Records to process:
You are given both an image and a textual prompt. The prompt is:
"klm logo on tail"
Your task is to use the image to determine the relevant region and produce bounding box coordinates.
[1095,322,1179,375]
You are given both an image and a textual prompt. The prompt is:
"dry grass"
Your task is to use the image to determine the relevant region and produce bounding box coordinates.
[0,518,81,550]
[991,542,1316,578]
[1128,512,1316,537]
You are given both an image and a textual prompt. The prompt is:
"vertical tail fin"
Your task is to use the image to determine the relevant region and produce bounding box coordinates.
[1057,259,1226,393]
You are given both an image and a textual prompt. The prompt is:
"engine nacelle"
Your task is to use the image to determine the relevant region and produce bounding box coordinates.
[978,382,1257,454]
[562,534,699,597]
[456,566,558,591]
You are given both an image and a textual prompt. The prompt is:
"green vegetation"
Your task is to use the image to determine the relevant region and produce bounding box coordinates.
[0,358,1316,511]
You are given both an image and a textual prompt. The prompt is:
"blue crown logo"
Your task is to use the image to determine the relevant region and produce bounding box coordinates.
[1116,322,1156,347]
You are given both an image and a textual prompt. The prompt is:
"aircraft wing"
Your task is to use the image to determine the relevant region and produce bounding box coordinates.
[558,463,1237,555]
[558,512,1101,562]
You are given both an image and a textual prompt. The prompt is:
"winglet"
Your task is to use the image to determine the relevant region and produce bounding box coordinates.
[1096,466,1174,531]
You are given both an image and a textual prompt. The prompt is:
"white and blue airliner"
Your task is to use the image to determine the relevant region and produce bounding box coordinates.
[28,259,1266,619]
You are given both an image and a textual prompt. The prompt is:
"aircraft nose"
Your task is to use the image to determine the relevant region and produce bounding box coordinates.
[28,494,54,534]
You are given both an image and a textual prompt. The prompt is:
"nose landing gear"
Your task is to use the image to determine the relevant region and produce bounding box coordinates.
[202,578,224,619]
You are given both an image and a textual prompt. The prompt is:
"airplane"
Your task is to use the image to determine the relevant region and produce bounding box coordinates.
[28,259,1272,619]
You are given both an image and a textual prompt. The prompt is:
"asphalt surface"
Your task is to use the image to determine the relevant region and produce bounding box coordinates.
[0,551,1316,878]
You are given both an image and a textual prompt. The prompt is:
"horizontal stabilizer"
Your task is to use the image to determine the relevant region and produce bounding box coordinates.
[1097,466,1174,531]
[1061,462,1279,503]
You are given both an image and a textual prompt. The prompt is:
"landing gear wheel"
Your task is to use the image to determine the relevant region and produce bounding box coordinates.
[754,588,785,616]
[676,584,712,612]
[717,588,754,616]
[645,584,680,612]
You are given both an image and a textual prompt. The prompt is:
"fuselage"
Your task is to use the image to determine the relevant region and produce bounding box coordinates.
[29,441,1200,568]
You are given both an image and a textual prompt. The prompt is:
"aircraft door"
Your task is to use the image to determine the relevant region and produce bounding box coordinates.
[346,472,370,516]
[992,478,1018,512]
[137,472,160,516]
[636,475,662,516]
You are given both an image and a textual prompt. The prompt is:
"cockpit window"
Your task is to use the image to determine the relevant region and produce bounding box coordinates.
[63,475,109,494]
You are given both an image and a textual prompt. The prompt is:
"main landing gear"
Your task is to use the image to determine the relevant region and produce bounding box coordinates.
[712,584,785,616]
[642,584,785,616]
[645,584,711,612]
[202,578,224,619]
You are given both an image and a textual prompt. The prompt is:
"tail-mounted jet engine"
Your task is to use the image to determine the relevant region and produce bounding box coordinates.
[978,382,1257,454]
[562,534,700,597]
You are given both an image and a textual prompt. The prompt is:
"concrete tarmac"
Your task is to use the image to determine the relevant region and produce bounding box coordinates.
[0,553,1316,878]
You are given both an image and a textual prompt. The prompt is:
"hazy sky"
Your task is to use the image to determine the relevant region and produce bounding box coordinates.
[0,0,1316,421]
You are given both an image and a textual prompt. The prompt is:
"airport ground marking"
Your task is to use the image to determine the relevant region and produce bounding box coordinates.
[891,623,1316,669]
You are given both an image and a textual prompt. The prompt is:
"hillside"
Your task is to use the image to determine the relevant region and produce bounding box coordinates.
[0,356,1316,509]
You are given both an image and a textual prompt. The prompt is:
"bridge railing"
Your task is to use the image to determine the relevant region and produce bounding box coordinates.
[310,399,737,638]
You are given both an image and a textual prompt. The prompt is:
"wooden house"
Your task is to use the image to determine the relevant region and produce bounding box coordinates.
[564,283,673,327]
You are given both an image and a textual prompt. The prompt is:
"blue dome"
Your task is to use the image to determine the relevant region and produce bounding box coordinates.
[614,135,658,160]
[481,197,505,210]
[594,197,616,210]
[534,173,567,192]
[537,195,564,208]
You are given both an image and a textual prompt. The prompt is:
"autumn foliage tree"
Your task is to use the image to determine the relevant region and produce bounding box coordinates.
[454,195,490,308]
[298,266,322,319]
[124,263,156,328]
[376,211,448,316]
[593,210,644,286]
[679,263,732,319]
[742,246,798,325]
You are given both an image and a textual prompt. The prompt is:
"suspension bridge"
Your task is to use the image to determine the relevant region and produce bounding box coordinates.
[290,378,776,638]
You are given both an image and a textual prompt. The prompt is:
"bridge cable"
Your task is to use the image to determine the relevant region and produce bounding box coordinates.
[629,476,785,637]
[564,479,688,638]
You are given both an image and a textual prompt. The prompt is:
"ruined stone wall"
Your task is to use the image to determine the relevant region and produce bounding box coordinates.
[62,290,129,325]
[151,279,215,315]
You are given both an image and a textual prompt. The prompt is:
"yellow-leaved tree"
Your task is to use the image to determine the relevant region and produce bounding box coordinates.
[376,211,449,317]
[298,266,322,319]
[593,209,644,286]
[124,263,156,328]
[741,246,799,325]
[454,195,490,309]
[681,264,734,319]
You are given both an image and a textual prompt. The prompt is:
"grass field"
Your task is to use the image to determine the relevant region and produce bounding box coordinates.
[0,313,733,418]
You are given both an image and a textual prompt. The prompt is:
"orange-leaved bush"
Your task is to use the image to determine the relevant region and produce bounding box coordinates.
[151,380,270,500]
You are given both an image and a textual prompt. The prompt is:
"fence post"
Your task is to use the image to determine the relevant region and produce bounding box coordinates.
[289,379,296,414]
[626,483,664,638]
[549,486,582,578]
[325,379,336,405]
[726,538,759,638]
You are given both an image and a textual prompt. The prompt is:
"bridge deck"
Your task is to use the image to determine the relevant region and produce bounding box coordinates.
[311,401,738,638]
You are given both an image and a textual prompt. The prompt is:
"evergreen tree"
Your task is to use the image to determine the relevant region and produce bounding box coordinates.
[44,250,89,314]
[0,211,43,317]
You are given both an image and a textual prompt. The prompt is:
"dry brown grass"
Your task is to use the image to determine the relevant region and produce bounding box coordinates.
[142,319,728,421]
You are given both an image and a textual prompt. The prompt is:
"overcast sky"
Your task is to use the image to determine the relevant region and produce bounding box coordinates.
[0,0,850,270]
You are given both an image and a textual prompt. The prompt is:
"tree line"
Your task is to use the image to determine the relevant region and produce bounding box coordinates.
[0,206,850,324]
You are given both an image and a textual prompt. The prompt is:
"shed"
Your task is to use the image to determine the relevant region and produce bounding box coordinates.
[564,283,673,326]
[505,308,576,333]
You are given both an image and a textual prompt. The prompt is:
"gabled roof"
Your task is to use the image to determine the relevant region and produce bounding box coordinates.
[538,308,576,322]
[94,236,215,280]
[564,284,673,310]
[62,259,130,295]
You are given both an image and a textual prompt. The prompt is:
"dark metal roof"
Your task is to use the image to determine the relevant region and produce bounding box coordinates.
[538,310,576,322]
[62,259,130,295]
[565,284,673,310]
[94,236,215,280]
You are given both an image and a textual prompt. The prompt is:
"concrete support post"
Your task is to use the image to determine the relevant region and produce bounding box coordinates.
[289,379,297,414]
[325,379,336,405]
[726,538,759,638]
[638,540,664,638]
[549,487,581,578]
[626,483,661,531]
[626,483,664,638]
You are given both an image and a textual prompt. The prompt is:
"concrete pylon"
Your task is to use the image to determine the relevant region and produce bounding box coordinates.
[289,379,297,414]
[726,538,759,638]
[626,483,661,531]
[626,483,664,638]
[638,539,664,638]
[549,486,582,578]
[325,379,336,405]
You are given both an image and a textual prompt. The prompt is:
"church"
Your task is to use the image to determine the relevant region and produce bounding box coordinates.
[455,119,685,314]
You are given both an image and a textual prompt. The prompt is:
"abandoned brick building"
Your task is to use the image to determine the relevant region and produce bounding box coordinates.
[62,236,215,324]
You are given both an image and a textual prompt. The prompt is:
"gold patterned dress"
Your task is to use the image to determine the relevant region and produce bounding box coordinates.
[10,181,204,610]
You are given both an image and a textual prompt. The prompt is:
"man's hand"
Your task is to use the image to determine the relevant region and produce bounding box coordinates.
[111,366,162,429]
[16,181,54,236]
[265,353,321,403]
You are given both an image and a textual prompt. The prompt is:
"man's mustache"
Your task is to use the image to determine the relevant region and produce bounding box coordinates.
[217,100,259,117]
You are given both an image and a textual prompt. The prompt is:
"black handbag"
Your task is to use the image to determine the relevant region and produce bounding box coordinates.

Exercise task:
Rewrite the entries from the first line up to and including the line with "[1057,259,1226,393]", changing "dry grass" to "tall grass" and keeping everything else the same. Return only those lines.

Result for this exercise:
You are given both an image and a textual prompt. The prompt is:
"klm logo on tail"
Your task is to use the image to determine the relevant region and produce bounding box coordinates.
[1095,322,1179,375]
You are given both an image and a textual prompt. The prompt is:
"tall grass"
Your task is to use the image to determine the relevant region and produce bounding box coordinates.
[0,518,81,550]
[991,542,1316,578]
[1128,512,1316,537]
You are given both an image and a textual prompt. The prompt is:
"vertical tail fin"
Your task is to use the image to determine the relevant region and produce bounding box coordinates.
[1057,259,1226,393]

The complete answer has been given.